▶ **Request**
Copy out, unchanged, the lines of the rows below from the line containing "Where can the player in red" up to and including the line containing "point(304, 69)".

Rows from a point annotation dataset
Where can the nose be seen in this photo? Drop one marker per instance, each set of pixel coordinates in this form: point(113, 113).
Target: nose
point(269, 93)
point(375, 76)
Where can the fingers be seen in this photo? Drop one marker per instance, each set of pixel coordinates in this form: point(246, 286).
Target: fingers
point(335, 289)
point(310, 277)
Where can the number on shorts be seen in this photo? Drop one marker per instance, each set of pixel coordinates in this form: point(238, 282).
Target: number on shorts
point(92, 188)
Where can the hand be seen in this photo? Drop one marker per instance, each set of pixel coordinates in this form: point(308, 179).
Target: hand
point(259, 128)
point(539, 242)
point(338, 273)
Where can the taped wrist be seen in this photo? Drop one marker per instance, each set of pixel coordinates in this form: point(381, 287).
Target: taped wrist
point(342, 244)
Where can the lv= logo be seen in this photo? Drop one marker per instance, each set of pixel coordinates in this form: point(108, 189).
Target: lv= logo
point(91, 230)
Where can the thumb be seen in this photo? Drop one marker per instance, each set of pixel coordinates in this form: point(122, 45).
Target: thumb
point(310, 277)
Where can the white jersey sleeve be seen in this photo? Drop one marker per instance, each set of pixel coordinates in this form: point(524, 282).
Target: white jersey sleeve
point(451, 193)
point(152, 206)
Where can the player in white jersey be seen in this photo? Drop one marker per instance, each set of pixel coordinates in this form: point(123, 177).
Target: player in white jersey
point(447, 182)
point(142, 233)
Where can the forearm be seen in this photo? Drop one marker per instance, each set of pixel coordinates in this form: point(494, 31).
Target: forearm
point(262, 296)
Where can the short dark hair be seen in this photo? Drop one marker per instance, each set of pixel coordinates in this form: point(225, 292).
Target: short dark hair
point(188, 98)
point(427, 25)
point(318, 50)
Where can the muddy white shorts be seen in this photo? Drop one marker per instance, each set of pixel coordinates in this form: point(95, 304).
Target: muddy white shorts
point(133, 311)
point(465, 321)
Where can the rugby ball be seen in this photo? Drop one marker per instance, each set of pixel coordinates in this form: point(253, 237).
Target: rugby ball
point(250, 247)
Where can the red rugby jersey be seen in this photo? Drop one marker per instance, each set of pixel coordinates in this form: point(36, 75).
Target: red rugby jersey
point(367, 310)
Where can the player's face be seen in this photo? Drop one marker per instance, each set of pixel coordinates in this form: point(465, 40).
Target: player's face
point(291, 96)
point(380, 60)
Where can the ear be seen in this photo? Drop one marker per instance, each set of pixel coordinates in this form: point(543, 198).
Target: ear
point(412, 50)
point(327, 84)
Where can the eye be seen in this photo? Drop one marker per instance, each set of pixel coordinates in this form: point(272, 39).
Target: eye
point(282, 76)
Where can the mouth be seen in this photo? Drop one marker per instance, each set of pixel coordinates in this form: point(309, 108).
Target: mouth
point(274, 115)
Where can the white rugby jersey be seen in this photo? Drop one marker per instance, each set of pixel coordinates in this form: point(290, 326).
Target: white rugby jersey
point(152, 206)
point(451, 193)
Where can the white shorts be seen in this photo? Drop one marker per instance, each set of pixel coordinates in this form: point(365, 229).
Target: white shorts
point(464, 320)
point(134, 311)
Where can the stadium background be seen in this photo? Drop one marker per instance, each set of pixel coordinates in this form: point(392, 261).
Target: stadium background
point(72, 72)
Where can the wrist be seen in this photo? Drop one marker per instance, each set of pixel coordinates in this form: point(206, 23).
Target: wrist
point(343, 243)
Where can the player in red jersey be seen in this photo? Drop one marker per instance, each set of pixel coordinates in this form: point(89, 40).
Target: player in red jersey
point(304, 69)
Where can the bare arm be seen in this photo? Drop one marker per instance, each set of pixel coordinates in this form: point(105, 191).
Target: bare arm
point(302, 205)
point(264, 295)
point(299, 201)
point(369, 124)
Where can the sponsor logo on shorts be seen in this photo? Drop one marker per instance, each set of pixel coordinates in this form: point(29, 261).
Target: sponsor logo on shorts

▶ **Written solution**
Where can the player in red jersey be seen in this photo? Drop one marker per instance, each set of pixel coordinates in this form: point(89, 40).
Target: player in red jersey
point(304, 69)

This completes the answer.